**Tasks and exercises**
- A) In the text about Hammer's music career, on what date did TV Nova launch?
- B) List every title of an album, track, series or film named in the text about Hammer's music career.
- C) Extend the text about Hammer's music career, picking up after its last sentence.

**Text**
____

Hammer's next project was as composer and performer of the original score for the Miramar Productions video album, Beyond the Mind's Eye.

In late 1993 (and through 2000) Hammer was commissioned to compose all the original music for TV Nova, the first commercial television network in Eastern Europe, based in his native Czech Republic, which had its launch on February 4, 1994. He composed everything—including themes for 23 original shows produced by the network, 50 separate station ID's, the music for all of the network's special broadcasts, plus the music for all the news, sports and weather programs.

1994 saw Hammer recording Drive, his first full-fledged album of original new non-soundtrack material under his name in several years. He was reunited with longtime partner Jeff Beck on "Underground", reminiscent of their collaborations of the past.

In 1995, Hammer returned to his scoring and soundtrack work. He began with the one-hour Universal drama Vanishing Son, then went on to compose the theme and score for 13 episodes of the series. He composed and performed the original music for two feature films, both released in 1996: A Modern Affair and In the Kingdom of the Blind the Man with One Eye Is King. Hammer wrapped up the year scoring Beastmaster III: The Eye of Braxus.

____

**Records supplied**

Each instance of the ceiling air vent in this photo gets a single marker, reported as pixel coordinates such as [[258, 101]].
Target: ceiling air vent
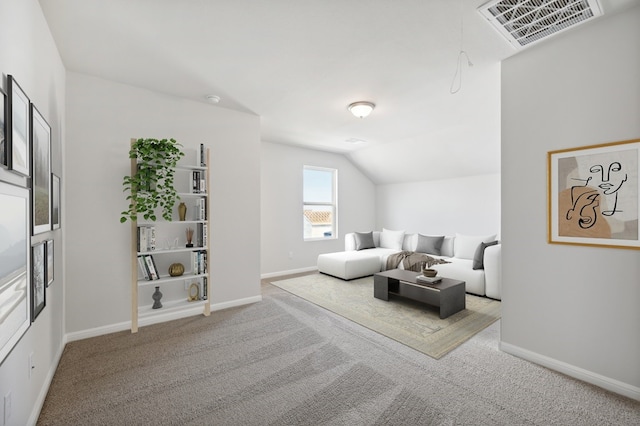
[[524, 22]]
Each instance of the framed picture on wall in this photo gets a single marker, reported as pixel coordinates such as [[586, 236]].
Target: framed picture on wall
[[593, 196], [18, 150], [41, 172], [3, 129], [15, 271], [38, 279], [50, 262], [55, 202]]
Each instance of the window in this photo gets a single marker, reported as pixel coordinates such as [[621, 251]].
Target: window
[[319, 203]]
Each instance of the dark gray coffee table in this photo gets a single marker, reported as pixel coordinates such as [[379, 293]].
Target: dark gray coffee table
[[448, 294]]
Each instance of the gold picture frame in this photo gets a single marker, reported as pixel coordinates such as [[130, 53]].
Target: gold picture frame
[[593, 195]]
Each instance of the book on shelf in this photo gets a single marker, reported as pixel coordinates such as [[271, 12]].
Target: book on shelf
[[198, 182], [146, 238], [202, 234], [151, 267], [143, 267], [201, 156], [200, 209], [204, 289], [199, 262]]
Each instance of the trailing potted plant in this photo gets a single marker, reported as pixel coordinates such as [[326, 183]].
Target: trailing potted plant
[[152, 184]]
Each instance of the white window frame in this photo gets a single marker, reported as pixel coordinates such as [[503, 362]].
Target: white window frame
[[333, 204]]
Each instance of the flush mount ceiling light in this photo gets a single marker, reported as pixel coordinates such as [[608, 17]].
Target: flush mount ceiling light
[[361, 109]]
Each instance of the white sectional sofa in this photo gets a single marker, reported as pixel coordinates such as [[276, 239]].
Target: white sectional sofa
[[482, 279]]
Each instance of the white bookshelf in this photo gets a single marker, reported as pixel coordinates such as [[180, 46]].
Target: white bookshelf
[[170, 247]]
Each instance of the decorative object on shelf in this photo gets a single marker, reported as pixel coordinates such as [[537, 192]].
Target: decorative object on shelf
[[176, 269], [151, 186], [429, 272], [157, 295], [189, 233], [194, 292]]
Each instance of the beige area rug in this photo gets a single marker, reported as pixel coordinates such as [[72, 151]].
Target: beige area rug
[[414, 324]]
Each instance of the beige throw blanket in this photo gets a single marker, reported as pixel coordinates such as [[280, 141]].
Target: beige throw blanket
[[412, 261]]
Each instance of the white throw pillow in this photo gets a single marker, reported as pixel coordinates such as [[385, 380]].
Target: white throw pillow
[[464, 246], [391, 239]]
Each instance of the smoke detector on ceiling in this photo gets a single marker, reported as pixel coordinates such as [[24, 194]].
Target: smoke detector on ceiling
[[523, 22]]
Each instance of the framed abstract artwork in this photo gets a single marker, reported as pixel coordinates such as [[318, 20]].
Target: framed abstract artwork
[[41, 172], [55, 202], [18, 149], [38, 279], [593, 196], [15, 271], [50, 262], [3, 129]]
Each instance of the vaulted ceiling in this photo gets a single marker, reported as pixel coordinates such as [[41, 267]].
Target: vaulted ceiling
[[299, 63]]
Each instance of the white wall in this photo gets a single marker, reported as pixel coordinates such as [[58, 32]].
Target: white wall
[[575, 309], [281, 206], [102, 118], [469, 205], [27, 52]]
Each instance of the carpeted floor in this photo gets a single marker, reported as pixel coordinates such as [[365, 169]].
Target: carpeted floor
[[285, 361], [415, 324]]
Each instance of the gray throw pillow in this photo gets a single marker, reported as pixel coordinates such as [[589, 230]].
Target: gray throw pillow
[[478, 258], [429, 245], [364, 240]]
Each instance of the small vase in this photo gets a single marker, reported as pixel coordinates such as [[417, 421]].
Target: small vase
[[157, 295], [182, 211]]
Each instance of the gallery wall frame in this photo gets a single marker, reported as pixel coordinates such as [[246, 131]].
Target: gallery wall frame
[[15, 266], [55, 202], [593, 195], [49, 250], [3, 129], [40, 136], [38, 279], [18, 126]]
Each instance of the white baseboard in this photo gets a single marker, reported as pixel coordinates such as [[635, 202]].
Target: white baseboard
[[234, 303], [97, 331], [37, 407], [604, 382], [289, 272]]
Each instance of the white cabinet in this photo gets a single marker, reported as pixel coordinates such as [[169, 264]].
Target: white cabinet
[[156, 246]]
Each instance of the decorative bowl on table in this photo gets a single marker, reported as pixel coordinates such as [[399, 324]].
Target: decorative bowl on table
[[429, 273]]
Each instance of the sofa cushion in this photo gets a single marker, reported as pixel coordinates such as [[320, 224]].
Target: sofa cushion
[[391, 239], [364, 240], [429, 244], [465, 246], [478, 258]]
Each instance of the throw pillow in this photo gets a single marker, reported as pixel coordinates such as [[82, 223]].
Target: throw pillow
[[478, 259], [391, 239], [364, 240], [429, 245], [464, 246]]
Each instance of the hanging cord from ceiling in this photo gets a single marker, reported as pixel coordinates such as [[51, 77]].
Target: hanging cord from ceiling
[[456, 83]]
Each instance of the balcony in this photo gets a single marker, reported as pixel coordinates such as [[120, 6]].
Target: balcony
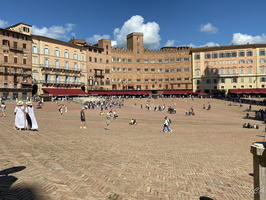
[[15, 48], [59, 69], [61, 83], [98, 75]]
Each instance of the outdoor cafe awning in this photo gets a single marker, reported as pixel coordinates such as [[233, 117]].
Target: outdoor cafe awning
[[177, 92], [65, 92], [124, 92], [248, 91]]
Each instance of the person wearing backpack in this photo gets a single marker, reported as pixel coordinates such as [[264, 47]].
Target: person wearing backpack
[[166, 123]]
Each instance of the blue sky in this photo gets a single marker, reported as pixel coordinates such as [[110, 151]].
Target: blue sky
[[193, 23]]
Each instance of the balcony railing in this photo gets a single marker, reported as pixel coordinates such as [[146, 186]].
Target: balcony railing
[[60, 69], [53, 82], [15, 48]]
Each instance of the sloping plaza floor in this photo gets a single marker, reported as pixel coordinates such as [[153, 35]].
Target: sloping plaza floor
[[207, 156]]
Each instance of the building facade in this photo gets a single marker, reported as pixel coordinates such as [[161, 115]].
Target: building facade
[[137, 68], [15, 62], [219, 69], [32, 64], [57, 64]]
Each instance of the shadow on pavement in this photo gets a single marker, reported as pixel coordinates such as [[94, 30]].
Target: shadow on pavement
[[17, 193], [205, 198]]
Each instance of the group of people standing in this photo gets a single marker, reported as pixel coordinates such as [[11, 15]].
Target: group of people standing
[[25, 117]]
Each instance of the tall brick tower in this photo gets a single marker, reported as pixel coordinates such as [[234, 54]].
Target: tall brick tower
[[135, 42]]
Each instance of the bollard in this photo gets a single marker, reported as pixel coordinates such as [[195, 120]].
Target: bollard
[[258, 149]]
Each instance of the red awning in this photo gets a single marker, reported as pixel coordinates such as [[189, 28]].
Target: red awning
[[126, 92], [65, 92], [248, 91], [177, 92]]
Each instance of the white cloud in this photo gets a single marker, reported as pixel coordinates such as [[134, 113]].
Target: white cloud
[[55, 32], [208, 28], [239, 38], [170, 43], [136, 24], [3, 24], [94, 39], [208, 44]]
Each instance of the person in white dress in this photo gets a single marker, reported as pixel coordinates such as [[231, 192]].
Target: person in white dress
[[31, 122], [19, 116]]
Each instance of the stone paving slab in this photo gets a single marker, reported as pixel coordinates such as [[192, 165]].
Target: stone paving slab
[[206, 155]]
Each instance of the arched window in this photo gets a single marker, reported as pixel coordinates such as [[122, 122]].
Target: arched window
[[208, 71], [75, 56], [56, 53], [66, 54], [46, 51], [34, 49]]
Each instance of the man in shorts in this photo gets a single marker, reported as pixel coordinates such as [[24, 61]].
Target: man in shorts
[[82, 118]]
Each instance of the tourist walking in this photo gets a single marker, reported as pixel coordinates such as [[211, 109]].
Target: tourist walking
[[108, 120], [31, 122], [82, 118], [166, 123], [19, 116], [115, 114], [3, 109]]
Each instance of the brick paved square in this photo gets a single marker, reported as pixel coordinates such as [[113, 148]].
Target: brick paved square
[[206, 155]]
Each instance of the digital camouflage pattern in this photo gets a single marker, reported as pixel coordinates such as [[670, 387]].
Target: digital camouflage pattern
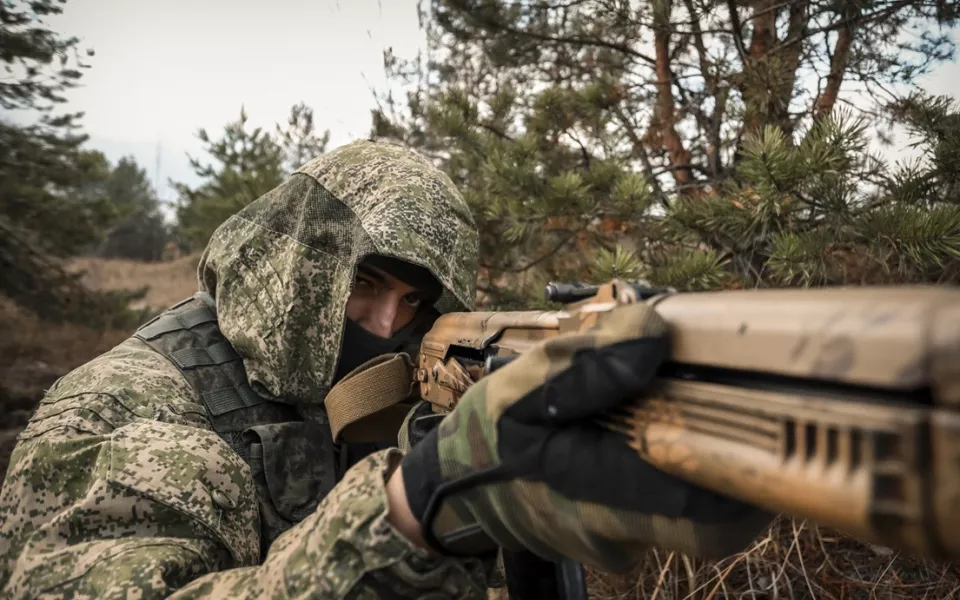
[[473, 437], [281, 269], [120, 488]]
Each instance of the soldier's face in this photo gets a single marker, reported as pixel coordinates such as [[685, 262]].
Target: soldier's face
[[381, 303]]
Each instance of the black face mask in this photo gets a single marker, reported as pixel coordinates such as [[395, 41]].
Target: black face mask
[[359, 346]]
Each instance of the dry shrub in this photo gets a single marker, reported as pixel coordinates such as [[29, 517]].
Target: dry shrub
[[167, 282], [792, 560], [33, 354]]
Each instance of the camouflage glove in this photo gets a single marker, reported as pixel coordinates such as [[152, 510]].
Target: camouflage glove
[[520, 463]]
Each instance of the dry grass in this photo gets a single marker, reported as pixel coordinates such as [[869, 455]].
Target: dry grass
[[167, 282], [793, 560], [33, 354]]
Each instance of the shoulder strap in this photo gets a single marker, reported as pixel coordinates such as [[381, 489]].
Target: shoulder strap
[[188, 335]]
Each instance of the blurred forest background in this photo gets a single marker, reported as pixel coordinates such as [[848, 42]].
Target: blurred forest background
[[700, 144]]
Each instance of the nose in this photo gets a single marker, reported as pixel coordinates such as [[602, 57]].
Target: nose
[[383, 316]]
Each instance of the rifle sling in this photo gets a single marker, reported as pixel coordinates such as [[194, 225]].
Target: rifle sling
[[368, 404]]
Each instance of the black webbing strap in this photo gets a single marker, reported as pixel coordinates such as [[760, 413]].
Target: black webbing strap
[[216, 354], [224, 400], [175, 322]]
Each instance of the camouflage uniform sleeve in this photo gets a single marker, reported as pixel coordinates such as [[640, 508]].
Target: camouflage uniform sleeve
[[149, 509], [347, 549]]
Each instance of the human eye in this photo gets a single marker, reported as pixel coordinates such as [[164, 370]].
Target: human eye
[[413, 300], [364, 281]]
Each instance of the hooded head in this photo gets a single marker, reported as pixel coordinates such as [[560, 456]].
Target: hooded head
[[281, 269]]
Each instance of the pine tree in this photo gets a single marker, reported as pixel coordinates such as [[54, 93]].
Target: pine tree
[[299, 139], [140, 232], [247, 164], [675, 135], [52, 200]]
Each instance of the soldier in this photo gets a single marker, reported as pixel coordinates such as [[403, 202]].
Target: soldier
[[196, 459]]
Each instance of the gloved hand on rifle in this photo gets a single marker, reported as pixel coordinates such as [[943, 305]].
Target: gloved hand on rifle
[[521, 462]]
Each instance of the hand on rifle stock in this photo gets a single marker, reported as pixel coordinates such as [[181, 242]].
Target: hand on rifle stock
[[522, 463]]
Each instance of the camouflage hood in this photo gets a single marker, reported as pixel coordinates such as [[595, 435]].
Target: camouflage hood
[[281, 269]]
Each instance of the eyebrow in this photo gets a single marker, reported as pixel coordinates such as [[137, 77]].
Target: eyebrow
[[378, 276], [371, 273]]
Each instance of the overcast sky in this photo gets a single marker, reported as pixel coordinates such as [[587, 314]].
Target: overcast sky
[[164, 69]]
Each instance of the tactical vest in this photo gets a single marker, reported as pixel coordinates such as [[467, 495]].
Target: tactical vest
[[294, 460]]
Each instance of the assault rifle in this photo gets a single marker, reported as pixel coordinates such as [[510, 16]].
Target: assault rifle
[[838, 405]]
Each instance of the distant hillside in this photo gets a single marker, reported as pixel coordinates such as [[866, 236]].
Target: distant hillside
[[168, 282]]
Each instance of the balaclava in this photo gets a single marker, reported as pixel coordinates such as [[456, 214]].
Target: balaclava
[[281, 269], [360, 345]]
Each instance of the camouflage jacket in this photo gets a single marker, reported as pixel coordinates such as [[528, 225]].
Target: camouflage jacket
[[120, 487]]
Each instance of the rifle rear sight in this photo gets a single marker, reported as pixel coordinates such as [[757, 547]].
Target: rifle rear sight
[[568, 293]]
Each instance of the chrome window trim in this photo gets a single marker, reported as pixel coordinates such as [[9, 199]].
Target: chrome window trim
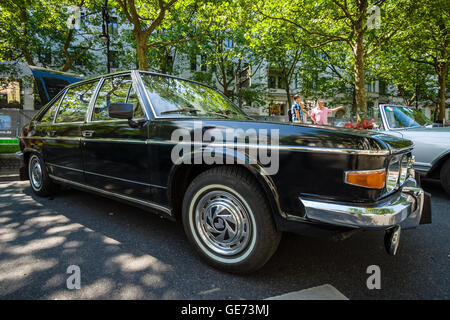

____

**Exercise answers**
- A) February 4, 1994.

- B) Beyond the Mind's Eye; Drive; "Underground"; Vanishing Son; A Modern Affair; In the Kingdom of the Blind the Man with One Eye Is King; Beastmaster III: The Eye of Braxus

- C)
In 1996, Hammer's scoring assignments included the NBC Movie of the Week, The Babysitter's Seduction, The Secret Agent Club, and The Corporate Ladder.

In 1997, Hammer also composed the soundtrack for the new CD-ROM game, Outlaw Racers (MegaMedia). His next project was the theme and original music score for the pilot and the series of Prince Street.

Hammer started off 1999 by writing, performing and producing a tune, "Even Odds" for Jeff Beck's latest album Who Else! (Epic). Also, 1999 saw the release of The Lost Trident Sessions, the third (and last) studio album from his former group, the Mahavishnu Orchestra. The album was recorded in 1973 just prior to the band's breakup.

=== 2000 to present ===
Hammer produced the original score for Cocaine Cowboys, a 2006 documentary depicting the infamous Miami drug trade scene of the 1980s. Hammer's soundtrack of the film was released in 2007.

Also in the autumn of 2004 Hammer released the album The Best of Miami Vice on the Reality label in the U.S. The Best of Miami Vice contains newly recorded versions of "Miami Vice Theme" and "Crockett's Theme", as well as one bonus track never before released on CD.

In February 2005, Universal Studios Home Entertainment released the first season of Miami Vice on three double-sided DVDs. One of the package's discs contained bonus material, including an extensive interview and archival footage of Hammer creating music for the show back in 1985.

To coincide with the release of the DVD, Reality Records released a newly recorded version of "Crockett's Theme" to AC (Adult Contemporary) radio in America.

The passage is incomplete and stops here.